PROBLEMS —
[1] According to the glove article, how many stretch sensors are embedded in the gloves?
[2] Write out the passage of the glove article that starts at the words "The researchers utilized" and ends after the words "pose reconstruction system.".
-- start SOURCE PASSAGE --
A global team of computer scientists from ETH Zurich and New York University have further advanced this area of research by developing a user-friendly, stretch-sensing data glove to capture real-time, interactive hand poses with much more precision.
The research team, including Oliver Glauser, Shihao Wu, Otmar Hilliges, and Olga Sorkine-Hornung of ETH Zurich and Daniele Panozzo of NYU, will demonstrate their innovative glove at SIGGRAPH 2019, held 28 July-1 August in Los Angeles. This annual gathering showcases the world's leading professionals, academics, and creative minds at the forefront of computer graphics and interactive techniques.
The main advantage of their stretch-sensing gloves, say the researchers, is that they do not require a camera-based set-up—or any additional external equipment—and could begin tracking hand poses in real time with only minimal calibration.
"To our best knowledge, our gloves are the first accurate hand-capturing data gloves based solely on stretch sensors," says Glauser, a lead author of the work and a PhD student at ETH Zurich. "The gloves are soft and thin, making them very comfortable and unobtrusive to wear, even while having 44 embedded sensors. They can be manufactured at a low cost with tools commonly available in fabrication labs."
Glauser and collaborators set out to overcome some persisting challenges in the replication of accurate hand poses. In this work, they addressed hurdles such as capturing the hand motions in real time in a variety of environments and settings, as well as using only user-friendly equipment and an easy-to-learn approach for set-up. They demonstrate that their stretch-sensing soft gloves are successful in accurately computing hand poses in real-time, even while the user is holding a physical object, and in conditions such as low lighting.
The researchers utilized a silicone compound in the shape of a hand equipped with 44 stretch sensors and attached this to a glove made of soft, thin fabric. To reconstruct the hand pose from the sensor readings, the researchers use a data-driven model that exploits the layout of the sensor itself. The model is trained only once; and to gather training data, the researchers use an inexpensive, off-the-shelf hand pose reconstruction system.
For the study, they compare the accuracy of their sensor gloves to two state-of-the-art commercial glove products. In all but one hand pose, the researchers' novel, stretch-sensing gloves received the lowest error return for each interactive pose.
In future work, the team intends to explore how a similar sensor approach could be used to track a whole arm to get the global position and orientation of the glove, or perhaps even a full body suit. Currently the researchers have fabricated medium-sized gloves, and they would like to expand to other sizes and shapes.
"This is an already well-studied problem but we found new ways to address it in terms of the sensors employed in our design and our data-driven model," notes Glauser. "What is also exciting about this work is the multidisciplinary nature of working on this problem. It required expertise from various fields, including material science, fabrication, electrical engineering, computer graphics, and machine learning."
-- end SOURCE PASSAGE --
-- start SUPPLIED MATERIAL --
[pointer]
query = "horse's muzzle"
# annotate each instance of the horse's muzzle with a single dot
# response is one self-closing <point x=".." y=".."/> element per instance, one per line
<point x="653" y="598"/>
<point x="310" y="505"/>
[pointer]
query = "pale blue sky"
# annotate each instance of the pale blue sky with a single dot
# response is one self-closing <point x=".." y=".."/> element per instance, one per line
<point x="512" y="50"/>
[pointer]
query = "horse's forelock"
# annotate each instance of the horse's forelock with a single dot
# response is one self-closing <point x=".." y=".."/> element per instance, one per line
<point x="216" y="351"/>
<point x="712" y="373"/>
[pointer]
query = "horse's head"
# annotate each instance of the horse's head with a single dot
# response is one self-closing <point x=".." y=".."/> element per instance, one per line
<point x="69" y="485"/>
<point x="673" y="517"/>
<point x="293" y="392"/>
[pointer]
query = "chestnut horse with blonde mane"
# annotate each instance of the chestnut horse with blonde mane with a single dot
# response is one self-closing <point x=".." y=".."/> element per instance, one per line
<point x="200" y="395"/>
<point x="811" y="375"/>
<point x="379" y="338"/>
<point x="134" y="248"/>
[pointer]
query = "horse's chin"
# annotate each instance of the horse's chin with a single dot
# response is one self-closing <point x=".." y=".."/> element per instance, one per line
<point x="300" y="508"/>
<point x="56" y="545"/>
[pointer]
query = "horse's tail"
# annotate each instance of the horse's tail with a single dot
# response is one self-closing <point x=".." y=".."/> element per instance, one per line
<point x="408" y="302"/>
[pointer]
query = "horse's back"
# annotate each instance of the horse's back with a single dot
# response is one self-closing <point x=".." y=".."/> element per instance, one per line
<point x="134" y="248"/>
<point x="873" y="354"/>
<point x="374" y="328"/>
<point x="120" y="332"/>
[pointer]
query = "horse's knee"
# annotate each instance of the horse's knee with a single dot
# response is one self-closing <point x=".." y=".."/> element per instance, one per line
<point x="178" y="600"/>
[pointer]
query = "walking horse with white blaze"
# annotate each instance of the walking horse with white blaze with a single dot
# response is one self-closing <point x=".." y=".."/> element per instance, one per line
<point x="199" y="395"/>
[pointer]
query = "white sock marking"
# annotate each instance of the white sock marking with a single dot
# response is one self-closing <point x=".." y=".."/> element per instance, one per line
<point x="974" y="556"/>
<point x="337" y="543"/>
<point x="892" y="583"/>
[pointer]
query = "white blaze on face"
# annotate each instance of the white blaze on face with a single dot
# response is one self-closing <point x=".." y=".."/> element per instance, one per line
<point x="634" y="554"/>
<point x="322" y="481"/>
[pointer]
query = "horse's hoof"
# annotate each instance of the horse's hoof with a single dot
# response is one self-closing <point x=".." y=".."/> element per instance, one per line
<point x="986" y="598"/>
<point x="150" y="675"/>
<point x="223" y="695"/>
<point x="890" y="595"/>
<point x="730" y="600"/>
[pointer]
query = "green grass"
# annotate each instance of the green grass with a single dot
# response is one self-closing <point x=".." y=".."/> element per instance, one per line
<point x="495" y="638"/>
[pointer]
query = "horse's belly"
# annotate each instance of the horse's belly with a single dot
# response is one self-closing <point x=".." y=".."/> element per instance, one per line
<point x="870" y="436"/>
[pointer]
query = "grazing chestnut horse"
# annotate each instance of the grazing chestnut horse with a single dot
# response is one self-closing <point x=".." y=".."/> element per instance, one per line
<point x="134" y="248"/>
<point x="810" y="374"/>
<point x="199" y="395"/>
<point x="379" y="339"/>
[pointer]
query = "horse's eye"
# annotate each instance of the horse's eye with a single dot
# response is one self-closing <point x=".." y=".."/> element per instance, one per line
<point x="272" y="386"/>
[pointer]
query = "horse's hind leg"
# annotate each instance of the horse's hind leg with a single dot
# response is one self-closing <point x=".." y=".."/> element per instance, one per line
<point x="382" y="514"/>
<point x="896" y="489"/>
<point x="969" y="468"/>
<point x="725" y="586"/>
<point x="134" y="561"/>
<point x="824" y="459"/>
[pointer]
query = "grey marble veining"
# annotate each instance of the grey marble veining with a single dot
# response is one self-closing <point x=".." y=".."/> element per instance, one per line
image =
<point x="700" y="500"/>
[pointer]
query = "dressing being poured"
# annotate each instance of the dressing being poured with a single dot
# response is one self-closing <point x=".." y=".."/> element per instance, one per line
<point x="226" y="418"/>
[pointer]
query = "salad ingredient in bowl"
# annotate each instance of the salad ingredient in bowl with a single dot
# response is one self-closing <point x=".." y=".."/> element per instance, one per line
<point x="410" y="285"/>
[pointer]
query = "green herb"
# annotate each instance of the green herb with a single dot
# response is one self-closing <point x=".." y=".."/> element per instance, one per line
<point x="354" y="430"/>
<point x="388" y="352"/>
-- end SUPPLIED MATERIAL --
EXERCISE RESPONSES —
[1] 44

[2]
The researchers utilized a silicone compound in the shape of a hand equipped with 44 stretch sensors and attached this to a glove made of soft, thin fabric. To reconstruct the hand pose from the sensor readings, the researchers use a data-driven model that exploits the layout of the sensor itself. The model is trained only once; and to gather training data, the researchers use an inexpensive, off-the-shelf hand pose reconstruction system.